* [Fragmento]:
▼
Características de los años recientes
— El habla de los programas cómicos se sexualiza a través del albur (el ingenio que llega tarde a la repartición de libertades) y se institucionaliza con el costumbrismo.
— El reality show se traslada a la sicología colectiva (en el futuro inmediato todo el mundo tendrá derecho a que su vida sea una telenovela de cien capítulos por lo menos).
— Los escándalos policiacos atraen desmedidamente, “si no soy el muerto, quiero ver el programa”, y el gobierno federal aprovecha del escándalo para golpear a sus adversarios y para decir que sus propios escándalos están citados fuera de contexto.
— Se da ya, y de manera sistemática en un sector, la perspectiva de género. El feminismo, en sus diversos planteamientos, es una visión del mundo crítica y complementaria, y las exhibiciones del machismo tradicional carecen ya de la persuasión suficiente como para resultar graciosas. La presencia de conductoras —el caso de Carmen Aristegui— es una de las muchas señales del fenómeno.
— A fin de cuentas, lo que hay de memoria histórica le corresponde a la izquierda. Si algo caracteriza a la derecha es su empecinamiento en los dogmas, no es la memoria histórica. Si quieren elogiar a sus héroes de la Cristiada, los beatifican o santifican, pero no recuerdan sus nombres o acciones. Han eliminado su pasado cultural o intelectual, y no leen a sus clásicos, para empezar a Lucas Alamán. Es, para decirlo pronto, una derecha analfabeta en lo fundamental y casi siempre en lo secundario. Por lo mismo, agradece los servicios de la televisión privada, pero no verifican los detalles. En cambio, las opiniones y los juicios de la izquierda, sí perduran a corto, mediano y largo plazo.
▲
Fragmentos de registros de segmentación
▼
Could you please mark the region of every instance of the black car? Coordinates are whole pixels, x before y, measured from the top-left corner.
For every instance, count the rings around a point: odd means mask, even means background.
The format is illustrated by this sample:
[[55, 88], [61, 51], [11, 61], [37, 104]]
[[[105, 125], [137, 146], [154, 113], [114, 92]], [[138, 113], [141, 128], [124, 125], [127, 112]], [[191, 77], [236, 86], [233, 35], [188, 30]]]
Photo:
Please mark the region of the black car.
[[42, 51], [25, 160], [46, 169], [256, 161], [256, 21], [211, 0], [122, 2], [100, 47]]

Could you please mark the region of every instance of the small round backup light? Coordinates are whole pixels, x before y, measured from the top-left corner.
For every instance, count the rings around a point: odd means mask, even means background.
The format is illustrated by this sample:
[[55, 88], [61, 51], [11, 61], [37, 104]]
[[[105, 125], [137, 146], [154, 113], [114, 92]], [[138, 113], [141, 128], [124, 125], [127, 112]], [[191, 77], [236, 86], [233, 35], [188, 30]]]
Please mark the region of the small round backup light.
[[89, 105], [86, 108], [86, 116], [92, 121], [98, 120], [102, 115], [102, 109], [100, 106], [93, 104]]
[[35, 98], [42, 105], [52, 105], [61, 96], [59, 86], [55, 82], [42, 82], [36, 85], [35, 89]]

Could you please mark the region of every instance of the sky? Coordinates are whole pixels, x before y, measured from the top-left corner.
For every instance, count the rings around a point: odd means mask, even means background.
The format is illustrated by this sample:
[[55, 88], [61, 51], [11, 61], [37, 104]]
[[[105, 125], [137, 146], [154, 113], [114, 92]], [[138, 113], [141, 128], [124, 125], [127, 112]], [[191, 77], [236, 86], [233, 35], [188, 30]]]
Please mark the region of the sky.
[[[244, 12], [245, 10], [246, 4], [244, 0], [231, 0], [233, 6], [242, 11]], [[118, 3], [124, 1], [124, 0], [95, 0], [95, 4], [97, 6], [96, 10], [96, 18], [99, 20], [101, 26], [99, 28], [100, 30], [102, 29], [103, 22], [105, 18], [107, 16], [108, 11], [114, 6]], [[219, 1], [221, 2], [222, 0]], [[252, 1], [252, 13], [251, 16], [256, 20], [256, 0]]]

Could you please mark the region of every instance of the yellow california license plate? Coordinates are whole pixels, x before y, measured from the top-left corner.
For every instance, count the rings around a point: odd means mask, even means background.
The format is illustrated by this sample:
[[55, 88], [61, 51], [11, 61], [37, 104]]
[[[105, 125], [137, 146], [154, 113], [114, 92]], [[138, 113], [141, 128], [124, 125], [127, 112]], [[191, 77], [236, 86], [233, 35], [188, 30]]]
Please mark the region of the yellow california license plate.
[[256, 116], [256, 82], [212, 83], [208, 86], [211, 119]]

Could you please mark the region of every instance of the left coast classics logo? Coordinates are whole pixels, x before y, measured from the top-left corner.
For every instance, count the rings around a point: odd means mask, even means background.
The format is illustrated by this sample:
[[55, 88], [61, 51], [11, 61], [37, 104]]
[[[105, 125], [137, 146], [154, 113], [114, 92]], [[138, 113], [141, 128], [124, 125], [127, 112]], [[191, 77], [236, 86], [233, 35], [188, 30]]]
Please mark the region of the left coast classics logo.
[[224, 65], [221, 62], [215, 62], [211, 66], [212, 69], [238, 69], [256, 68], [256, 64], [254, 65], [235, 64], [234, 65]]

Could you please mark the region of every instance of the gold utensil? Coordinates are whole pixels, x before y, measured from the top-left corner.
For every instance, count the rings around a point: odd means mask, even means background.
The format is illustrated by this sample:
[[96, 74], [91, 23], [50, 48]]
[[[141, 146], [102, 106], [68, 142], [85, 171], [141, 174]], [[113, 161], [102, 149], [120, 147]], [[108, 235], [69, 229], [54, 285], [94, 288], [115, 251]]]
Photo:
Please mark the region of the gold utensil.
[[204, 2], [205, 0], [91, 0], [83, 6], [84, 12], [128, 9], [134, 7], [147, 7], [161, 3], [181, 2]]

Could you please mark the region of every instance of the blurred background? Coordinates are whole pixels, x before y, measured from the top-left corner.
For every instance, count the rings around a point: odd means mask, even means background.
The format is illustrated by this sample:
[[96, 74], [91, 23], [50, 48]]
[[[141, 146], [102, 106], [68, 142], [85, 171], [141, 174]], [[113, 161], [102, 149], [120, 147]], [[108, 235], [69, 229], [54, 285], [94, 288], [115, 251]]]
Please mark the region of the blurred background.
▲
▼
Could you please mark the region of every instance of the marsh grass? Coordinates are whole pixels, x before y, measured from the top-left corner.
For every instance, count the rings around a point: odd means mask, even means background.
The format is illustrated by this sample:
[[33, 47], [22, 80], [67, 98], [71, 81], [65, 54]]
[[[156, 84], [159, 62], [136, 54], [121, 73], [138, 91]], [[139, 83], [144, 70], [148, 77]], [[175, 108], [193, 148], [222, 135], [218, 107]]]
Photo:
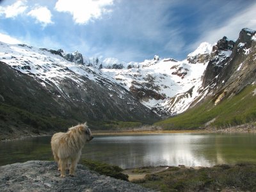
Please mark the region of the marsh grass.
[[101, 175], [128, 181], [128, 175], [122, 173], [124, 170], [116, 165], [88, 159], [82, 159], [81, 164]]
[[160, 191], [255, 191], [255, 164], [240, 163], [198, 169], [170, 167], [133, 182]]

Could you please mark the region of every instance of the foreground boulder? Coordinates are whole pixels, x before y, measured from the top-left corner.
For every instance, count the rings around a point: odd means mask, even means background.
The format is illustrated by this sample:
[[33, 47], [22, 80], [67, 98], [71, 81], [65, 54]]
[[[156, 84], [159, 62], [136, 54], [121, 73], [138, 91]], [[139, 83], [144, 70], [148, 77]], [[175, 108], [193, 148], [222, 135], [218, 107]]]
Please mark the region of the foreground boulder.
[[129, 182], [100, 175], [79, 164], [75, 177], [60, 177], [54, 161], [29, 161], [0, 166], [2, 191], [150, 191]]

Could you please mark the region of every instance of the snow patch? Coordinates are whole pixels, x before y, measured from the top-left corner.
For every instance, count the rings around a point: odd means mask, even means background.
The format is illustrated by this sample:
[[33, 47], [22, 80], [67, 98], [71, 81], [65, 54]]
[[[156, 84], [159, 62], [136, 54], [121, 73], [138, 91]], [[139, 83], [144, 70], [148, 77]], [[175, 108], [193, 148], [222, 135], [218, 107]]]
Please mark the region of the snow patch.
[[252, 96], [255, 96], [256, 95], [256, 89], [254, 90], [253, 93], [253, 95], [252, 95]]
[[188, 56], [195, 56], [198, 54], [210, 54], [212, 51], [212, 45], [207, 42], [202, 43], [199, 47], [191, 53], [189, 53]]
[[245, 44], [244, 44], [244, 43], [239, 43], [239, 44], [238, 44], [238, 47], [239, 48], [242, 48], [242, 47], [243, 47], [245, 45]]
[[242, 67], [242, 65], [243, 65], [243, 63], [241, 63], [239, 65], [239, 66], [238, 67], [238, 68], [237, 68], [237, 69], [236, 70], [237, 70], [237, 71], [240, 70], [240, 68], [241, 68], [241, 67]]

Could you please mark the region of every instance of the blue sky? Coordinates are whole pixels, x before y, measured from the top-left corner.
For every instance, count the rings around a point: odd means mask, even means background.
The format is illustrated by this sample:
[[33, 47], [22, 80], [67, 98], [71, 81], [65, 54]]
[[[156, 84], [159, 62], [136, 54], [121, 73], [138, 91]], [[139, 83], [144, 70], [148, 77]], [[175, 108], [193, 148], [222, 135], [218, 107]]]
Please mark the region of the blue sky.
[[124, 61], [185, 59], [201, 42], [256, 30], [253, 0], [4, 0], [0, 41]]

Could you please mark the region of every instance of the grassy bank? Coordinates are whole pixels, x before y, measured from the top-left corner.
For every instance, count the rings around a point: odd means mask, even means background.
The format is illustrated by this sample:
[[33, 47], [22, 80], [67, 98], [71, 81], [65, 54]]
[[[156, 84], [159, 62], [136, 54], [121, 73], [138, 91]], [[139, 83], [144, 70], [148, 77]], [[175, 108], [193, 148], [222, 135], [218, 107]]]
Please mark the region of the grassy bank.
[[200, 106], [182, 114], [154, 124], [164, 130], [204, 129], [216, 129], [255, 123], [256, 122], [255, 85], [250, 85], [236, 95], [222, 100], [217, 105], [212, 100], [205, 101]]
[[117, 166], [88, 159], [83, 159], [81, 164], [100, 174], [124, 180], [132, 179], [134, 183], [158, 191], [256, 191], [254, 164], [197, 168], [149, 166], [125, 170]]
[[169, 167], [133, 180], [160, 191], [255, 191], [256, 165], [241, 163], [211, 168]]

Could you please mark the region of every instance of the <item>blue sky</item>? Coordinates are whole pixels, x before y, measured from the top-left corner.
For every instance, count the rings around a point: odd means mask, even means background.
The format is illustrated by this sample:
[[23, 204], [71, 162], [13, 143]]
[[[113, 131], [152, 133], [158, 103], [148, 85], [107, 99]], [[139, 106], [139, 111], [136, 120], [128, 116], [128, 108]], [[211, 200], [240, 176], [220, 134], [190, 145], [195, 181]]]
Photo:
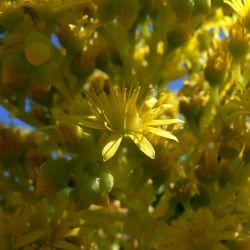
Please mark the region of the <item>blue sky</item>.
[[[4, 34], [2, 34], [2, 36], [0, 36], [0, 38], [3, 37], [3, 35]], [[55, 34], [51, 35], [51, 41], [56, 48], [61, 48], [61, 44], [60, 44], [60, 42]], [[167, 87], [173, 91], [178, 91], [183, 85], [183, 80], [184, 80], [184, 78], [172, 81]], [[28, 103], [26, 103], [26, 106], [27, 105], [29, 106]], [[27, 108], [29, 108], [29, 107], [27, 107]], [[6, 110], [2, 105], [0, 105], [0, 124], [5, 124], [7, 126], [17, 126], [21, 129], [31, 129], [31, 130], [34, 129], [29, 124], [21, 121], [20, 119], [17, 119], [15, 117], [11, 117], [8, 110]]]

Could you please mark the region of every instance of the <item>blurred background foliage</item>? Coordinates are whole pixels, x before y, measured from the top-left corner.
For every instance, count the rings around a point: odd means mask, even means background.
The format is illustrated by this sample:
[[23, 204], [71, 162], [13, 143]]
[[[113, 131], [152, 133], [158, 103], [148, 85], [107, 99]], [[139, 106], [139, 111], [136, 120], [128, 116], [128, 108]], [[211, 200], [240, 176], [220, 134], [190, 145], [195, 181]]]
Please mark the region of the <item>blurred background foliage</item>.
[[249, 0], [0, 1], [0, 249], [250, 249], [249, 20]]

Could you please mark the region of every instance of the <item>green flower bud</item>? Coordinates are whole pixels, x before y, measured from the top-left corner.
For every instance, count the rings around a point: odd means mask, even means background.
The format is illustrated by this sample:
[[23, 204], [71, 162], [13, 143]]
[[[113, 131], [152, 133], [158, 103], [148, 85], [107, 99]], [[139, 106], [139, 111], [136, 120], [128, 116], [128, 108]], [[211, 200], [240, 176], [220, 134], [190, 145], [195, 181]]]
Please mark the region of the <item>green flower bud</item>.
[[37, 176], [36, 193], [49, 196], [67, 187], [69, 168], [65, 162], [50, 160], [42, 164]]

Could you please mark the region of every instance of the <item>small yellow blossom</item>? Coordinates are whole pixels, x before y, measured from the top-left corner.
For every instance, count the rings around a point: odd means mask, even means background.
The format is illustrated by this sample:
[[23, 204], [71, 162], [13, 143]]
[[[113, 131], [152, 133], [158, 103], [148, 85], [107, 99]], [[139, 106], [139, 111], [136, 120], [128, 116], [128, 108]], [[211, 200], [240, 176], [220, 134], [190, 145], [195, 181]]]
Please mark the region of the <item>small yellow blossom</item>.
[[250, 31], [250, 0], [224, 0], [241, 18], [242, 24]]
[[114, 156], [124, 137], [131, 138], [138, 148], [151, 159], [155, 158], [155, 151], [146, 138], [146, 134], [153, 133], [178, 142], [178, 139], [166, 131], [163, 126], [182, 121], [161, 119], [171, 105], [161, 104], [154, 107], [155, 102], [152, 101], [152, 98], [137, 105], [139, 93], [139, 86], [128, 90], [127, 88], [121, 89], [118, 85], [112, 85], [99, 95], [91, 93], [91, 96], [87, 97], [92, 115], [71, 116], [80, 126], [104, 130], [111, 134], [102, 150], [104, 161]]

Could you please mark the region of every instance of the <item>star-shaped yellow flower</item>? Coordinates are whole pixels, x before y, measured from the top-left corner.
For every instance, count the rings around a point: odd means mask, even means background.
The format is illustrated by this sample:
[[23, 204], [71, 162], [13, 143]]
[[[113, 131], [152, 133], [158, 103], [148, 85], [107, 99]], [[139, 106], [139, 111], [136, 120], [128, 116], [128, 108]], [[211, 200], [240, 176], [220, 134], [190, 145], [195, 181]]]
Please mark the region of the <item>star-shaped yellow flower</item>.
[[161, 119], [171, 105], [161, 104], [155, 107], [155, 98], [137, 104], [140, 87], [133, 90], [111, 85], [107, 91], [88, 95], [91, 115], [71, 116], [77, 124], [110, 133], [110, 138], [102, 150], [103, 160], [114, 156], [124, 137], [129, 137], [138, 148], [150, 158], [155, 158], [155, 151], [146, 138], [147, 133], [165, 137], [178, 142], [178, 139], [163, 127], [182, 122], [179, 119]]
▲
▼
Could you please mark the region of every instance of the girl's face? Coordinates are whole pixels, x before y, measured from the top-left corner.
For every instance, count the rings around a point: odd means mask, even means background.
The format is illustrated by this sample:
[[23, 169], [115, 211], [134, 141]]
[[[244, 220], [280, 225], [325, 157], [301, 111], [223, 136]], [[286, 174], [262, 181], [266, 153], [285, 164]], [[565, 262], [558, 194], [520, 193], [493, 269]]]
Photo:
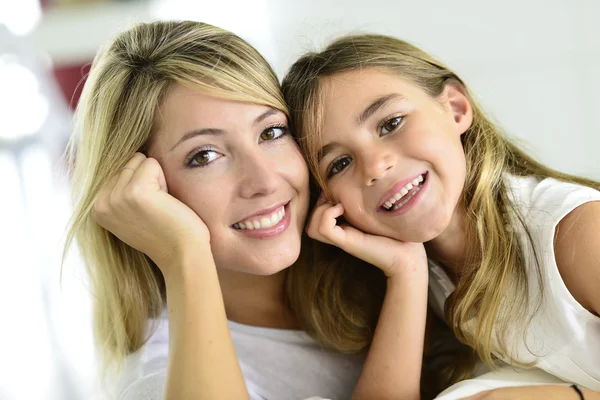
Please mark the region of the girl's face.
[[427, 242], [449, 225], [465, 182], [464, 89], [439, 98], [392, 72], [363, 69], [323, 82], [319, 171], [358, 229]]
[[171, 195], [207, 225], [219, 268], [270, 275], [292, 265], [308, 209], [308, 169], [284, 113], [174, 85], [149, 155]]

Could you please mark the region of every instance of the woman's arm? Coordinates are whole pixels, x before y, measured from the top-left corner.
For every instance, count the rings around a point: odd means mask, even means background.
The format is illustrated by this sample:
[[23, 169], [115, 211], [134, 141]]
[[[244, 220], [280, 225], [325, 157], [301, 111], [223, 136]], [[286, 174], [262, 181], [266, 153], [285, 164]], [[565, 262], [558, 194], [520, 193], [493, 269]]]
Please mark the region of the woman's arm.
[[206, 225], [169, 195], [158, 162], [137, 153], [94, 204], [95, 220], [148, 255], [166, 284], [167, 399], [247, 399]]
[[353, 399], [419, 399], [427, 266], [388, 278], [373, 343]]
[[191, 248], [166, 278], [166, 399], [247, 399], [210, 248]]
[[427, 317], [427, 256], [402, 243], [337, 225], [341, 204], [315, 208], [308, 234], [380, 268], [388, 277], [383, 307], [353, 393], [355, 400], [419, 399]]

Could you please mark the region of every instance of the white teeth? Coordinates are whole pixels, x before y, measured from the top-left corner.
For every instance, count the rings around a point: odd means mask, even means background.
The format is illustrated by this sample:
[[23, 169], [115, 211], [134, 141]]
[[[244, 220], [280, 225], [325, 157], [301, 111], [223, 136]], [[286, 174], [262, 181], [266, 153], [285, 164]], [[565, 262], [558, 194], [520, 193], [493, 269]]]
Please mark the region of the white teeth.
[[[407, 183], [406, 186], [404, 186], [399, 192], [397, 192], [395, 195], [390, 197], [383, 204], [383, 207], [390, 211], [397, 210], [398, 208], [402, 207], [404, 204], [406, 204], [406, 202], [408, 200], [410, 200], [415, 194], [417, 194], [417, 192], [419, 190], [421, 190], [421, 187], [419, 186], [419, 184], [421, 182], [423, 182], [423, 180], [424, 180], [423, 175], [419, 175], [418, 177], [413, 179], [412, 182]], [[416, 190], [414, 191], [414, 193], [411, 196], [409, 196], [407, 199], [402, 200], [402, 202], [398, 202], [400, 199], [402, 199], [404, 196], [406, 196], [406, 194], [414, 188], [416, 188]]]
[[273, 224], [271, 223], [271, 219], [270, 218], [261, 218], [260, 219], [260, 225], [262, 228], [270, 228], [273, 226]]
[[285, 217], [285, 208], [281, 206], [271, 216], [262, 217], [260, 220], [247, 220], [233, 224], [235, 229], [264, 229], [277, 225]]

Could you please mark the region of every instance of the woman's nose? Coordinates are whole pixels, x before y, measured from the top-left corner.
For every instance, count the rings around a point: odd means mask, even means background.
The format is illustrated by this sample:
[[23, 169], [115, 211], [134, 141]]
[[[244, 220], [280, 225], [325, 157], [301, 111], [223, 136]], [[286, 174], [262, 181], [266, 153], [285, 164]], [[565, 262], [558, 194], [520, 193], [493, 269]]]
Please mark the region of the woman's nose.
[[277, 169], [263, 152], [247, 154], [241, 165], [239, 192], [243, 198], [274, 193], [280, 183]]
▲
* [Tareas por realizar]:
(a) Según el fragmento, explica en una a tres oraciones por qué lo que hay de memoria histórica le corresponde a la izquierda.
(b) Contesta estas preguntas con base en el fragmento:
(i) ¿Con qué se institucionaliza el habla de los programas cómicos?
(ii) ¿Qué conductora se menciona como ejemplo de las señales de la perspectiva de género?
(iii) ¿Para qué aprovecha el gobierno federal los escándalos policiacos?
(c) Cita el pasaje del fragmento que comienza con las palabras "Características de los" y termina después de "por lo menos).".

* [Lista de soluciones]:
(a) Lo que caracteriza a la derecha es su empecinamiento en los dogmas y no la memoria histórica: beatifica o santifica a sus héroes de la Cristiada sin recordar sus nombres ni sus acciones, ha eliminado su pasado cultural o intelectual y no lee a sus clásicos, empezando por Lucas Alamán. En cambio, las opiniones y los juicios de la izquierda sí perduran a corto, mediano y largo plazo.

(b)
(i) Se institucionaliza con el costumbrismo.
(ii) Carmen Aristegui.
(iii) Los aprovecha para golpear a sus adversarios y para decir que sus propios escándalos están citados fuera de contexto.

(c)
Características de los años recientes
— El habla de los programas cómicos se sexualiza a través del albur (el ingenio que llega tarde a la repartición de libertades) y se institucionaliza con el costumbrismo.
— El reality show se traslada a la sicología colectiva (en el futuro inmediato todo el mundo tendrá derecho a que su vida sea una telenovela de cien capítulos por lo menos).